Exercise details
Please reproduce the passage on security policies between "Many companies need" and "data breach notification.", inclusive.

Table 15-3. Example of Data Sensitivity Classifications

In this example, loss of public and internal information probably won’t affect the company very much. However, unauthorized access, misuse, modification, or loss of confidential, secret, or top secret data can affect users’ privacy, trade secrets, financials, and the general security of the company. By classifying data and enforcing policies that govern who has access to what information, a company can limit its exposure to security threats.

Many companies need to be in compliance with specific laws when it comes to the disclosure of information. In the United States there are a few acts you should know about, as shown in Table 15-4. In addition, there are several bills in process that will probably be passed in the near future regarding data breach notification.

Table 15-4. Acts Passed Concerning the Disclosure of Data and PII

Many computer technicians have to deal with SOX and HIPAA at some point in their careers, and although these types of acts create a lot of paperwork and protocol, the expected result is that, in the long run, they will help companies protect their data and keep sensitive information private.

Personnel Security Policies

Most organizations have policies governing employees. The breadth and scope of these policies will vary from organization to organization. For example, a small company might have a few pages defining how employees should behave (a code of ethics) and what to do in an emergency. Other larger organizations might go so far as to certify to a particular standard such as ISO 9001:2000 or ISO 9001:2008. This means that the organization will comply with a set of standards that is all-encompassing, covering all facets of the business. An organization would have to be examined and finally accredited by an accrediting certification body to state that it is ISO 9001:2000-certified. This is a rigorous process and is not for the average organization. For many companies, this would create too much documentation and would bog the company down in details and minutia.

We as IT people are more interested in policies that deal with the security of the infrastructure and its employees. As a network security administrator, you might deal with procedural documentation specialists, technical documentation specialists, and even outside consultants. You should become familiar with policies and as many procedures as possible, focusing on policies that take security into account, but remember that actual work must take precedence!

Let’s define a few types of policies that are common to organizations. We’ll focus on the security aspect of these policies.

Acceptable Use

Acceptable usage policies define the rules that restrict how a computer, network, or other system may be used. They state what users are, and are not, allowed to do when it comes to the technology infrastructure of an organization. Quite often, an AUP must be signed by the employees before they begin working on any systems. This protects the organization, but it also defines to employees exactly what they should, and should not, be working on. If a director asks a particular employee to repair a particular system that was outside of the AUP parameters, the employee would know to refuse. If employees are found working on a system that is outside the scope of their work, and they signed an AUP, it is grounds for termination. As part of an AUP, employees should understand that they are not to take any information or equipment home without express permission from the various parties listed in the policy.

Coordinate labeling data
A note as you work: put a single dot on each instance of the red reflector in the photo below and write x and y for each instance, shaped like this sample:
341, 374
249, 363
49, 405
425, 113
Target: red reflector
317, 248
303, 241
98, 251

Exercise response
Many companies need to be in compliance with specific laws when it comes to the disclosure of information. In the United States there are a few acts you should know about, as shown in Table 15-4. In addition, there are several bills in process that will probably be passed in the near future regarding data breach notification.